Exercise requirements: Convert the part of the records that begins with the line containing "Query: dark cliff face" and ends with the line containing "M 183 116 L" into a numbered list, leaving out any blank lines.

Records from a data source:
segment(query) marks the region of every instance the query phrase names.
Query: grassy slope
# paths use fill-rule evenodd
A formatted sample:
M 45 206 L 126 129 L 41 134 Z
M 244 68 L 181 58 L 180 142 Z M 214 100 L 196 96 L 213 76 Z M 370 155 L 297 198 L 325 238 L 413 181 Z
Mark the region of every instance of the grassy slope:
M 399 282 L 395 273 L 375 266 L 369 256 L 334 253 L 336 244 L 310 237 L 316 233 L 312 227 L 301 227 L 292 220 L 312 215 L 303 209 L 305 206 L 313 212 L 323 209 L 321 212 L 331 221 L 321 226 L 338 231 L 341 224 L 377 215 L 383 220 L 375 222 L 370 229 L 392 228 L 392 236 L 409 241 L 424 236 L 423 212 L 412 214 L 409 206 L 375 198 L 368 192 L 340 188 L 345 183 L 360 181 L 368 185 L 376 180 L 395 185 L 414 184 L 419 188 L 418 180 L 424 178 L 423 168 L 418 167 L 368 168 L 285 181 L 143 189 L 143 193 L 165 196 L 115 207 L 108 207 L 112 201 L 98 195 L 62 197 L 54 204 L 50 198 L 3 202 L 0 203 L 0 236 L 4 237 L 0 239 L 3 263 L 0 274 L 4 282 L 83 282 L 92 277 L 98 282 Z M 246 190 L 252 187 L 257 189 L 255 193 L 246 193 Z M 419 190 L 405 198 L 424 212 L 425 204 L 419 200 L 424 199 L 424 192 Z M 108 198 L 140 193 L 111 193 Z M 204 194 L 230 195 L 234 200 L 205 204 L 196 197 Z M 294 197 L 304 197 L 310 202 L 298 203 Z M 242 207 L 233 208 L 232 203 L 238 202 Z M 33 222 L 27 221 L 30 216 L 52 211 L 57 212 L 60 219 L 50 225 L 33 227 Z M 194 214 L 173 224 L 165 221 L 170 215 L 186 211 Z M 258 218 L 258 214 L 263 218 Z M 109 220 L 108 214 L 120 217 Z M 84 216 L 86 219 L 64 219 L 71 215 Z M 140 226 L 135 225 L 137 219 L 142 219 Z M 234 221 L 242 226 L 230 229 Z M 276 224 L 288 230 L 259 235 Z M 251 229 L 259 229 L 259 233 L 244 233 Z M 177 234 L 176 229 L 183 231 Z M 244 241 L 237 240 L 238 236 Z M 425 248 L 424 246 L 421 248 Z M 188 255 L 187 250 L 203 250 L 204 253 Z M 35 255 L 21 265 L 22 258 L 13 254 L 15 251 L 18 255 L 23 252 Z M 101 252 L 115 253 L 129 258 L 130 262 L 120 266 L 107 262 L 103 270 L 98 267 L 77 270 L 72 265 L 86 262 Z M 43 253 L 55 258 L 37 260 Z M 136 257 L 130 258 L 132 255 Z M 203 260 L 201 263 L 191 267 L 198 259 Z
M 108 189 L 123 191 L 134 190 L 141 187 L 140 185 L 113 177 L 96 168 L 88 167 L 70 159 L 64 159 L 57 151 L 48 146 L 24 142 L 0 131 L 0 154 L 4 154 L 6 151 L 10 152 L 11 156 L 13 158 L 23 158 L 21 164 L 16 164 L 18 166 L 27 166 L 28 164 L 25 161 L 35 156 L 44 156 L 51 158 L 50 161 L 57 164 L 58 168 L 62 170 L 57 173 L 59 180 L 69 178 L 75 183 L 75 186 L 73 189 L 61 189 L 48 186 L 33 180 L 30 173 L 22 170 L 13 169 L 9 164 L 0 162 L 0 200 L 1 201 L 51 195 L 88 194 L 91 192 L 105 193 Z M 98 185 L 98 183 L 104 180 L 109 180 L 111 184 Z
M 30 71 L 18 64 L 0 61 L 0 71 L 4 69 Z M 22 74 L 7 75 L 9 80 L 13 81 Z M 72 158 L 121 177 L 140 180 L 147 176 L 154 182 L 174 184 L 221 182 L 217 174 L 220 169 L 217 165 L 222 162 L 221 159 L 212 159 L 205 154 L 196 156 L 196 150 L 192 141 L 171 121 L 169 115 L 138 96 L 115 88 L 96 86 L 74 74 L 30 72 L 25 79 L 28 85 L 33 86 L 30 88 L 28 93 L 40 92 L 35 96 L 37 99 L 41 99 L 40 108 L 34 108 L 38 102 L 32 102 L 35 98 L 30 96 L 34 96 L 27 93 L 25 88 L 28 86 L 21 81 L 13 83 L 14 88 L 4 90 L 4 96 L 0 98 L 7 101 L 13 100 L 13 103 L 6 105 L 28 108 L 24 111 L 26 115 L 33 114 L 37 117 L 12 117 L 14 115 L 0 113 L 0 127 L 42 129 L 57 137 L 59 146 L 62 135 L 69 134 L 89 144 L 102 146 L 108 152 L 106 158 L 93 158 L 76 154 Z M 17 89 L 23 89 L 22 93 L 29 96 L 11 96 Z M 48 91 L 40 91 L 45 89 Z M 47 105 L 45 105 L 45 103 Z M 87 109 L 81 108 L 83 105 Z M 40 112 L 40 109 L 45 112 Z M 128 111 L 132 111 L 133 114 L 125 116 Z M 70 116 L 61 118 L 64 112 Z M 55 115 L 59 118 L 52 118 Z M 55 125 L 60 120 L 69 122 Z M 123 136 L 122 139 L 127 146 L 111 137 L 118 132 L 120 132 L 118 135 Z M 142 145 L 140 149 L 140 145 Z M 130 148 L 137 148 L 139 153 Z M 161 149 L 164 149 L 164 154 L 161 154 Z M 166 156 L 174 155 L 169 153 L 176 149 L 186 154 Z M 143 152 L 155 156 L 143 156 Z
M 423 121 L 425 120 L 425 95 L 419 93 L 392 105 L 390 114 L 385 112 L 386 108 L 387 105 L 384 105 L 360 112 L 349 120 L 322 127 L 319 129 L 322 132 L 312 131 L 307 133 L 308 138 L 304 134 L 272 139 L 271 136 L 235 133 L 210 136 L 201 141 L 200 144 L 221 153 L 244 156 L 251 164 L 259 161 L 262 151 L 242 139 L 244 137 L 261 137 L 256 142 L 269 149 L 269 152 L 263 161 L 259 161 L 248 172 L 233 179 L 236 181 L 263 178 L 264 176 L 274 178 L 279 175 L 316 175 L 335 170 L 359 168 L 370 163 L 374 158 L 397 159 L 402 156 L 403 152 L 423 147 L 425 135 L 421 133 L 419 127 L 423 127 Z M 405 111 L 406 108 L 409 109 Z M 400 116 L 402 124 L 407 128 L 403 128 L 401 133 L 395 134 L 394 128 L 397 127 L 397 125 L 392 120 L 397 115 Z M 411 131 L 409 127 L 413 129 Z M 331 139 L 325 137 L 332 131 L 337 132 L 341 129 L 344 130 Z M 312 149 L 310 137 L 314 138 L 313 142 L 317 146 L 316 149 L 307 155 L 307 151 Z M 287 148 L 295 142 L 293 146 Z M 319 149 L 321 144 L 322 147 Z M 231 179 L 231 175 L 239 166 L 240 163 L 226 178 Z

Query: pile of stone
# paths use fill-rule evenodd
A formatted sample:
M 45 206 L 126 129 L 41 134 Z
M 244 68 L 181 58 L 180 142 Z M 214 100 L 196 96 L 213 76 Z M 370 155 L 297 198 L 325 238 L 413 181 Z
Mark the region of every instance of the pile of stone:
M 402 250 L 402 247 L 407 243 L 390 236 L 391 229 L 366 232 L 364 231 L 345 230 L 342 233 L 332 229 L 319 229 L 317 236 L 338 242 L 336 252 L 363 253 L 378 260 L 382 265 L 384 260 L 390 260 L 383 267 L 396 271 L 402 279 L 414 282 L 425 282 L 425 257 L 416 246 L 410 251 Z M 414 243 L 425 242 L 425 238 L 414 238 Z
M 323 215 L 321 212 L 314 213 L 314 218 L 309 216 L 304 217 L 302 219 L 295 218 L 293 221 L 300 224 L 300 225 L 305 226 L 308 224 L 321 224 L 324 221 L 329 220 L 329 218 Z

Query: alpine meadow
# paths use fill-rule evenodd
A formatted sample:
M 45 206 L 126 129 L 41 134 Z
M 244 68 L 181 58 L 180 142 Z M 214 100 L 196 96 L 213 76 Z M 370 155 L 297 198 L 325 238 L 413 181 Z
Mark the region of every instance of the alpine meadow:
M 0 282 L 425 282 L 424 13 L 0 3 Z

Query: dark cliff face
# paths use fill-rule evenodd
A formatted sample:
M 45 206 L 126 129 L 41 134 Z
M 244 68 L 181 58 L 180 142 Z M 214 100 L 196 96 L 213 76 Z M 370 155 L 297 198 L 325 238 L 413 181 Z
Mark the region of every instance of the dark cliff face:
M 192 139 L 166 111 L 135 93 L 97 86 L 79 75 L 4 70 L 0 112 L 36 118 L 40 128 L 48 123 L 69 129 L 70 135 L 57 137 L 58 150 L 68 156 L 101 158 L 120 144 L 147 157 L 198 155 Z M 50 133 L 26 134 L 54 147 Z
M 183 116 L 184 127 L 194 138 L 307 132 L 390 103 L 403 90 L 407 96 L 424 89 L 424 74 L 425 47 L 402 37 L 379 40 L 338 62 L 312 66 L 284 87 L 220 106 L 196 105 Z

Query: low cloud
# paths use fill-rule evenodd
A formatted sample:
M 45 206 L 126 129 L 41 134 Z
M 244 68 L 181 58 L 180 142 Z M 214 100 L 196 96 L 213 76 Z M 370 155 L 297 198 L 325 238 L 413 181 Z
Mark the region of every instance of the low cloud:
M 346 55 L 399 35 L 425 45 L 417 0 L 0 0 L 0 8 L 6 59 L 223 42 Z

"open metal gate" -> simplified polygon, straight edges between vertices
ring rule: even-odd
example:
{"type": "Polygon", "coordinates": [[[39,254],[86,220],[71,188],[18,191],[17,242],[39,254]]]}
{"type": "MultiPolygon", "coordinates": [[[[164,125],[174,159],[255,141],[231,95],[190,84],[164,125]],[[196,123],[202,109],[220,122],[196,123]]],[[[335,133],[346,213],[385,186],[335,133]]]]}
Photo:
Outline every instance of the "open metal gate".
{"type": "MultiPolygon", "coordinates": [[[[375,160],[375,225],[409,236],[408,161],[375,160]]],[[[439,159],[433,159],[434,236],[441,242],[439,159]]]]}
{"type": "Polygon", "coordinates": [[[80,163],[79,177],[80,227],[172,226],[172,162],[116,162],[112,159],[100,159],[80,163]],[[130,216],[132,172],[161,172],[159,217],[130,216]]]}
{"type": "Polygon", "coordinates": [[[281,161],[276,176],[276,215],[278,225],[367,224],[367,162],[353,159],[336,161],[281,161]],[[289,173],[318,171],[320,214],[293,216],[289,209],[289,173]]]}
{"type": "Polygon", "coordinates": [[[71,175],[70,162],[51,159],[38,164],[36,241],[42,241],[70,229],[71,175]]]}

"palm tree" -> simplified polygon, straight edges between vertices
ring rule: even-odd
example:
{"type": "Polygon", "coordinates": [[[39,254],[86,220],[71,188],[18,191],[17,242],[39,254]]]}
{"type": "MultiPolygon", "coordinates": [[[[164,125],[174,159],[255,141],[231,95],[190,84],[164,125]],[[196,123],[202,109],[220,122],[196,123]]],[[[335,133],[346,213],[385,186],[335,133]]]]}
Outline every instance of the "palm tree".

Full solution:
1. Query: dark cliff face
2. # paths use fill-rule evenodd
3. A formatted sample:
4. M 45 206 L 126 129 L 41 134 Z
5. M 244 68 L 181 58 L 180 142 Z M 214 100 L 196 96 L 213 76 Z M 370 155 L 297 198 L 325 238 L 413 181 Z
6. Mark the region of every instance of the dark cliff face:
7. M 192 139 L 166 111 L 135 93 L 97 86 L 79 75 L 4 70 L 0 112 L 36 118 L 40 128 L 48 123 L 69 129 L 70 135 L 57 137 L 58 150 L 68 156 L 101 158 L 120 144 L 147 157 L 198 155 Z M 50 133 L 26 134 L 54 147 Z
8. M 183 116 L 184 127 L 194 138 L 307 132 L 390 103 L 403 90 L 407 96 L 424 89 L 424 74 L 425 47 L 402 37 L 379 40 L 338 62 L 312 66 L 284 87 L 220 106 L 196 105 Z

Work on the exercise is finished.